◆ **WORK INSTRUCTION A**: Quote the passage on Italian coastal film locations word for word, starting with "The Italian coastline" and going on through "look at some.".
◆ **WORK INSTRUCTION B**: In the passage on Italian coastal film locations, which three beaches made up the island in Swept Away?

◆ **GIVEN PASSAGE**:
=== Section Start ===

The Italian coastline extends for approximately 7,500km, a distance that is as long as the list of directors and actors who have used it to shoot their films. Some of these have become important reference points in the history of Italian cinema, others are memorable as backgrounds to events that we loved on the small screen. Let’s take a look at some.

It is hard to choose just one of the many films that were shot on the marvellous coast of Sardinia. It is hard to order the beaches by beauty: however, very probably, the deserted island where Mariangela Melato and Giancarlo Giannini act on their burning passion in Lina Wertmüller’s Travolti da un insolito destino nell’azzurro mare di agosto (Swept Away) gives an idea. This of course was neither an island nor was it deserted, because the survivors of the shipwreck caused by her capriciousness actually wash up on a shore that is a composite of pearls on the eastern coast of Sardinia, Cala Fuili, Cala Luna and Capo Comino: three beaches clustered together in the Gulf of Orosei which created a single, wild and untouched island for the film.
The coastline of another great Italian island, Sicily, has provided cinema and TV with many unforgettable views. In this case, the choice falls on the south-eastern coastline, studded with Baroque pearls and turquoise waters. Here, in the imaginary Vigata, in the equally imaginary province of Montelusa, the famous Inspector Montalbano has been investigating for twenty years. The house on the sea in Marinella, really Punta Secca in the municipality of Santa Croce Camerina, is as unforgettable as the Scala dei Turchi, a rocky wall that rises steeply from the sea on the Realmonte coast.

=== Section End ===

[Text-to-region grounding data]
=== Section Start ===

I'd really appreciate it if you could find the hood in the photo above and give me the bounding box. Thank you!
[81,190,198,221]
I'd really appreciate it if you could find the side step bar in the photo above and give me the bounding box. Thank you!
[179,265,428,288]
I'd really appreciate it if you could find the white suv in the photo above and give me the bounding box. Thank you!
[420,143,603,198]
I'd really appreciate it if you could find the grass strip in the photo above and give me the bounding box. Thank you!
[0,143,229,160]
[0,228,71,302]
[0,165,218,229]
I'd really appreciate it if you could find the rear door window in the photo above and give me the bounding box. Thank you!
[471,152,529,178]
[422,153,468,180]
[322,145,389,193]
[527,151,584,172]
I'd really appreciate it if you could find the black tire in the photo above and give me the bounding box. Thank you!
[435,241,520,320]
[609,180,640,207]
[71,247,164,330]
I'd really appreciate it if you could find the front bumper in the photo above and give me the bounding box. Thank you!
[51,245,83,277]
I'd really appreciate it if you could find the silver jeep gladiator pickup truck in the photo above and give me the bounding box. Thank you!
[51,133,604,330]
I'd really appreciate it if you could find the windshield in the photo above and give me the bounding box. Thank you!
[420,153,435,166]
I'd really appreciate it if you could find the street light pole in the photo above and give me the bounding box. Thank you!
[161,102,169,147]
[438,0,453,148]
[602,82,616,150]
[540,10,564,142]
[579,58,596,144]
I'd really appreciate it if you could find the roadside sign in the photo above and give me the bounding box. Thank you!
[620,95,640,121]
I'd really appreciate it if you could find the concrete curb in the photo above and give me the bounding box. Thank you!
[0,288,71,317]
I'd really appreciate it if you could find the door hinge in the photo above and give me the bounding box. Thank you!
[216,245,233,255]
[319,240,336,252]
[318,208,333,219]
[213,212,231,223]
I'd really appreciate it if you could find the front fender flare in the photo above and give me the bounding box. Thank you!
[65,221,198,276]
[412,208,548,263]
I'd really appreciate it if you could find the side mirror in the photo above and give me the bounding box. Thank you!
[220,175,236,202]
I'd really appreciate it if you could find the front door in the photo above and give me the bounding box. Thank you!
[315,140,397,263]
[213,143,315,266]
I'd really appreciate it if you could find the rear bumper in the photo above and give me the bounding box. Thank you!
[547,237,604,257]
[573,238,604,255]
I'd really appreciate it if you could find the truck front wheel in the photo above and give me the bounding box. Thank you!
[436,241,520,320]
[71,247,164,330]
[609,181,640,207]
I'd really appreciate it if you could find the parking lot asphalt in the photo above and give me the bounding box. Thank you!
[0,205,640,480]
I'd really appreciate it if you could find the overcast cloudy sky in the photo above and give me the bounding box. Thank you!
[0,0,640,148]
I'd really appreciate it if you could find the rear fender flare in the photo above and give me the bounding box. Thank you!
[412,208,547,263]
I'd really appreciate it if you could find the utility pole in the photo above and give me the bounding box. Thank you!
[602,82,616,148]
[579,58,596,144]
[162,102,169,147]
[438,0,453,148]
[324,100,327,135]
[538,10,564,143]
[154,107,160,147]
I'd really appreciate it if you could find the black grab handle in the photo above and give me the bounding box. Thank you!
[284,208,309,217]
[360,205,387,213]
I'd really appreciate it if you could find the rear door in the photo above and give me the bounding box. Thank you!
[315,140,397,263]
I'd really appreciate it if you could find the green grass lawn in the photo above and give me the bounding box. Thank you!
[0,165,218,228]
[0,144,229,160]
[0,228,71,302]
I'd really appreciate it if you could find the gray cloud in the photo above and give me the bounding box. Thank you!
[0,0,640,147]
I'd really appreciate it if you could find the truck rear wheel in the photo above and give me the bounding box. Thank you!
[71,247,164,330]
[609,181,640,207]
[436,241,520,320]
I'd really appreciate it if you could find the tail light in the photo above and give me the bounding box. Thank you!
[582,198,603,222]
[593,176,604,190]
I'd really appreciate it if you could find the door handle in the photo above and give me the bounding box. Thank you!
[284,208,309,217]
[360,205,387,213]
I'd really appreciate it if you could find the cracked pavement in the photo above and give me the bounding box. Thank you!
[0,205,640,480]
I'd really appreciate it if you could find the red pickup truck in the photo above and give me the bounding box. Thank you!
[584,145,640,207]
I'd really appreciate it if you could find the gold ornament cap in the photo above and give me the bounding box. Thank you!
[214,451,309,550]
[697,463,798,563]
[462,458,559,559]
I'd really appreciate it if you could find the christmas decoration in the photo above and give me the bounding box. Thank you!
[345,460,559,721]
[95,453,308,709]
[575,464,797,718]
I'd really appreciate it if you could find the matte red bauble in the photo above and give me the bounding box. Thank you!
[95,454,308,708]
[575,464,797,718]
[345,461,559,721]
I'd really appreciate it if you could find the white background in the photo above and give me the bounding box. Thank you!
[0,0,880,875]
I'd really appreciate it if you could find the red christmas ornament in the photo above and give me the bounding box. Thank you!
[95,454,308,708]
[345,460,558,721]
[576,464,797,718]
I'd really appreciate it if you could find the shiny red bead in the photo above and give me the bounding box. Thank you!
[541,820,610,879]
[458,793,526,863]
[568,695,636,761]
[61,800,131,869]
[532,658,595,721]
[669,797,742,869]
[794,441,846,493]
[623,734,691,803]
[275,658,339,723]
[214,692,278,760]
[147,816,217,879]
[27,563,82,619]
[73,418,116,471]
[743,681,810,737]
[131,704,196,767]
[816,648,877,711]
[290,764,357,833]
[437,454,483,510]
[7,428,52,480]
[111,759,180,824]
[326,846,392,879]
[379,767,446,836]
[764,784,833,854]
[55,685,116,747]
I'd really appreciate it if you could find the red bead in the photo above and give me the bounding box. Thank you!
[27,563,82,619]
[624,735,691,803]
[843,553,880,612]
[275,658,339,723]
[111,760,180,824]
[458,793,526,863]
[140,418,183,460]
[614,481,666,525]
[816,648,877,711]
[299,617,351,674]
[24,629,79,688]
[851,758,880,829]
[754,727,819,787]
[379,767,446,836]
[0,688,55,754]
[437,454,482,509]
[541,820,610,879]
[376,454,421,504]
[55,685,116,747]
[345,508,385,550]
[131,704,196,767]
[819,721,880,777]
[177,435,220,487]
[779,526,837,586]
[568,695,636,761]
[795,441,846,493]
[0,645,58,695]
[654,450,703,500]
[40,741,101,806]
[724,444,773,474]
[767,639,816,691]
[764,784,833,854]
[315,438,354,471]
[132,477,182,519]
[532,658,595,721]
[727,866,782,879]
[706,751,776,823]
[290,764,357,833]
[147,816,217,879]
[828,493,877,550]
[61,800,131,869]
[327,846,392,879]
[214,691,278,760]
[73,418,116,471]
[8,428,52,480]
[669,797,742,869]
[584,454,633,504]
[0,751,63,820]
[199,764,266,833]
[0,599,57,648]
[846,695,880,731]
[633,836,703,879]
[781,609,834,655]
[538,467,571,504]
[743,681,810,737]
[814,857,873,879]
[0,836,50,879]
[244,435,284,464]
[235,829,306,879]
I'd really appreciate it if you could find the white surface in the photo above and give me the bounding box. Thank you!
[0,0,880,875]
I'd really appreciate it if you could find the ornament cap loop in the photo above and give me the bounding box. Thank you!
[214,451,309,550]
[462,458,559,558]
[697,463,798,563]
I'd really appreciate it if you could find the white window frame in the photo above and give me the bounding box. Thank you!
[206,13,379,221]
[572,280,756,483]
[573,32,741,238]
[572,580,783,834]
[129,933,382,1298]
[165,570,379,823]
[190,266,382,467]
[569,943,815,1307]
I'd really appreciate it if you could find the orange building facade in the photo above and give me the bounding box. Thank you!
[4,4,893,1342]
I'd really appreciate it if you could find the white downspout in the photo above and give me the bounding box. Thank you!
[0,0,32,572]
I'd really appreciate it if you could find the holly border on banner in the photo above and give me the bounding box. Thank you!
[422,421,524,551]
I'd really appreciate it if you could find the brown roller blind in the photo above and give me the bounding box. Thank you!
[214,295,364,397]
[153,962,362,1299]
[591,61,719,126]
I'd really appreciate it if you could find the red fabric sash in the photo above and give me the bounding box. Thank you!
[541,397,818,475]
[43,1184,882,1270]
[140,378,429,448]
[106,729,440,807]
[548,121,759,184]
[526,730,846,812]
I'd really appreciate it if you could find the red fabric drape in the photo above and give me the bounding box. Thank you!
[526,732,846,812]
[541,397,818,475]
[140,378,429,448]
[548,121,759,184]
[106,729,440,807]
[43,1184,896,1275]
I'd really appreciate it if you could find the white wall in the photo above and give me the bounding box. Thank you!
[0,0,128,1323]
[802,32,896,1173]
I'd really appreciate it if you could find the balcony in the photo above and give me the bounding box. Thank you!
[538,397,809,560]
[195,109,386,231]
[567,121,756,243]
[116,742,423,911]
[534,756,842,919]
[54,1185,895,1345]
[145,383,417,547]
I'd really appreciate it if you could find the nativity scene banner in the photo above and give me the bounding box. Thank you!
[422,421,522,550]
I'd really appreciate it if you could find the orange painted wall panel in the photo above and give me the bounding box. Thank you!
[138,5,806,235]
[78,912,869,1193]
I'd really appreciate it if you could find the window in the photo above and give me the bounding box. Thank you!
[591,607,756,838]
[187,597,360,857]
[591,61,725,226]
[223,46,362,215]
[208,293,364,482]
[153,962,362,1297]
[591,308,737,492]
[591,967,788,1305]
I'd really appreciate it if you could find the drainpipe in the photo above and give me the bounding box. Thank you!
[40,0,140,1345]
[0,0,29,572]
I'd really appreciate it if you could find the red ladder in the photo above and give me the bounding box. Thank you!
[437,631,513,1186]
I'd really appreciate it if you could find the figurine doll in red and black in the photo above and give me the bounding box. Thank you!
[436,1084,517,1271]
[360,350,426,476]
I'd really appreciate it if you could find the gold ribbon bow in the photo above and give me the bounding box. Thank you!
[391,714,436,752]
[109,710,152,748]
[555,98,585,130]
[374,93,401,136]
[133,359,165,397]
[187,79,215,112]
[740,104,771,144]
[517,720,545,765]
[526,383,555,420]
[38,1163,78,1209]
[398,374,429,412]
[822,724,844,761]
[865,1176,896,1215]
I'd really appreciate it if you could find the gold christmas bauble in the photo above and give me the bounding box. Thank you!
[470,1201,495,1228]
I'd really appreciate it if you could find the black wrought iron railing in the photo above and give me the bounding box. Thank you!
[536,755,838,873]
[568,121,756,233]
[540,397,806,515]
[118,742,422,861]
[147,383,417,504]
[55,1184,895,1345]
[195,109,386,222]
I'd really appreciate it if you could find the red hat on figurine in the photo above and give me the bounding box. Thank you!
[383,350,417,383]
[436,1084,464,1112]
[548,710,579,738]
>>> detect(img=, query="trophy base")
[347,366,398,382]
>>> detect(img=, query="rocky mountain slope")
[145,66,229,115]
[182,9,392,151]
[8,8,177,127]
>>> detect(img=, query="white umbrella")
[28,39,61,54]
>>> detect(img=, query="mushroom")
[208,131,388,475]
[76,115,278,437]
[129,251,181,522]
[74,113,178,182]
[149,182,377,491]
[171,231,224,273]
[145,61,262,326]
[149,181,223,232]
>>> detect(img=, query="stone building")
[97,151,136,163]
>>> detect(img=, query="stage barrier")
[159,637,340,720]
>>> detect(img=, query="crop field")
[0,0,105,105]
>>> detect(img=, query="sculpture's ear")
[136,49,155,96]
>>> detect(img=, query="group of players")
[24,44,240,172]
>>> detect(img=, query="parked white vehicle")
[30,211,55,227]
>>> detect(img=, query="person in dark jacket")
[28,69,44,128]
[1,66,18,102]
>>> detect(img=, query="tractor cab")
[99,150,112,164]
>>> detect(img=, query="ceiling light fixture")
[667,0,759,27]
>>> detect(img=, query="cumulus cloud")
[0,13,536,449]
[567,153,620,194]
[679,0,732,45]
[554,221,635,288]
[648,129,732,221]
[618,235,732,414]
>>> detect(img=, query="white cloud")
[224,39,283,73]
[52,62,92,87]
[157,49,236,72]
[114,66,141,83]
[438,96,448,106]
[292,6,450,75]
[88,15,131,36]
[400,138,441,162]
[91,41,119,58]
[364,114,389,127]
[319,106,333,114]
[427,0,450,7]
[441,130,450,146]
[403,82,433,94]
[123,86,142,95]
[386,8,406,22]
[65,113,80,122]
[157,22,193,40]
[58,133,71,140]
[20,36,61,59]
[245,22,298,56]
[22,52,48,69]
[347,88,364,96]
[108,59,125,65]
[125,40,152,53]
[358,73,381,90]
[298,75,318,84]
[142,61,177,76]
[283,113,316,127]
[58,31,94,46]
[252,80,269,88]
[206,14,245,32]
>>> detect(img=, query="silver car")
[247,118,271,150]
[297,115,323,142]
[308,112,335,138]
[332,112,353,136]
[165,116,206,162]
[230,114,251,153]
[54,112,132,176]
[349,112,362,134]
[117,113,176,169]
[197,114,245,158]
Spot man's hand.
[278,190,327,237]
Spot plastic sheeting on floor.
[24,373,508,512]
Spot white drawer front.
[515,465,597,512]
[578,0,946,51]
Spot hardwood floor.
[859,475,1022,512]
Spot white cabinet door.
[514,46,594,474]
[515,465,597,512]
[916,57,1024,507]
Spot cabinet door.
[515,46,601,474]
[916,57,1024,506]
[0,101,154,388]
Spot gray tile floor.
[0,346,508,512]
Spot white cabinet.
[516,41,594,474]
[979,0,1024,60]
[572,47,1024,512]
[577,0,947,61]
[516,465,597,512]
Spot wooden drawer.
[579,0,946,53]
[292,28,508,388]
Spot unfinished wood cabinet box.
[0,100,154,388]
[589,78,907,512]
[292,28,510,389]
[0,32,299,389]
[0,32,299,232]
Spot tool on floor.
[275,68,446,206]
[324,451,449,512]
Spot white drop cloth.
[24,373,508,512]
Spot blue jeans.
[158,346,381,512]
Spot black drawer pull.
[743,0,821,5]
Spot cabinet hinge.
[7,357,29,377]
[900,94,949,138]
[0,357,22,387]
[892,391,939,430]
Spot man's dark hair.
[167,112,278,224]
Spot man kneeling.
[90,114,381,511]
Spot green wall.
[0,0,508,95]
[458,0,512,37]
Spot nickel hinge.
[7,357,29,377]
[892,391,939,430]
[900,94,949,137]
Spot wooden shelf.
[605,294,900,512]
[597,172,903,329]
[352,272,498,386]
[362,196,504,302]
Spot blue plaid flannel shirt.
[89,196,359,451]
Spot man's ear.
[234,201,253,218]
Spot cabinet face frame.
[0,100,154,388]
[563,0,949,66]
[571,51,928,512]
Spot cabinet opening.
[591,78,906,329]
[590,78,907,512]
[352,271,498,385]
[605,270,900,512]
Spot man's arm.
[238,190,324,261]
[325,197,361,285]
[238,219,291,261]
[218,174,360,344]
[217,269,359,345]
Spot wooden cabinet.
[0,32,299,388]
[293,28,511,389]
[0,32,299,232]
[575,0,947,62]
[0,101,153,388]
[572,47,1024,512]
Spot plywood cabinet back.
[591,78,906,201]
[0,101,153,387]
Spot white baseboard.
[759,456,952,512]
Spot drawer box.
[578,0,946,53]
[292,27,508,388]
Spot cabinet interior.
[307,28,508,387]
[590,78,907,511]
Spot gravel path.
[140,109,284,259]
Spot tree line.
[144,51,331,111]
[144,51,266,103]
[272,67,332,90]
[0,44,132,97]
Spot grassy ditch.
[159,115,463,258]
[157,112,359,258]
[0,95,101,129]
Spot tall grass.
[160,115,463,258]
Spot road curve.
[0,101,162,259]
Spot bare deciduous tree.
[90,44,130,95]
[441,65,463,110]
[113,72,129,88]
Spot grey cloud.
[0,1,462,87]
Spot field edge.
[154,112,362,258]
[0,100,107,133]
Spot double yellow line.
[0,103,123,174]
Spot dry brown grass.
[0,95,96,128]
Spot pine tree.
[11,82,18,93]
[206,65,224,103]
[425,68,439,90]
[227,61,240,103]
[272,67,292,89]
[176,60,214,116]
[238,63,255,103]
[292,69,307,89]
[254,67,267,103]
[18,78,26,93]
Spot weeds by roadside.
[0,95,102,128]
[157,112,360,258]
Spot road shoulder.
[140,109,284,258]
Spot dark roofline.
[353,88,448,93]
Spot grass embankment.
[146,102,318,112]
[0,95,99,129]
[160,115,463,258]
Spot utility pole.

=== Section End ===

◆ **SOLUTION A**:
The Italian coastline extends for approximately 7,500km, a distance that is as long as the list of directors and actors who have used it to shoot their films. Some of these have become important reference points in the history of Italian cinema, others are memorable as backgrounds to events that we loved on the small screen. Let’s take a look at some.

◆ **SOLUTION B**: Cala Fuili, Cala Luna and Capo Comino.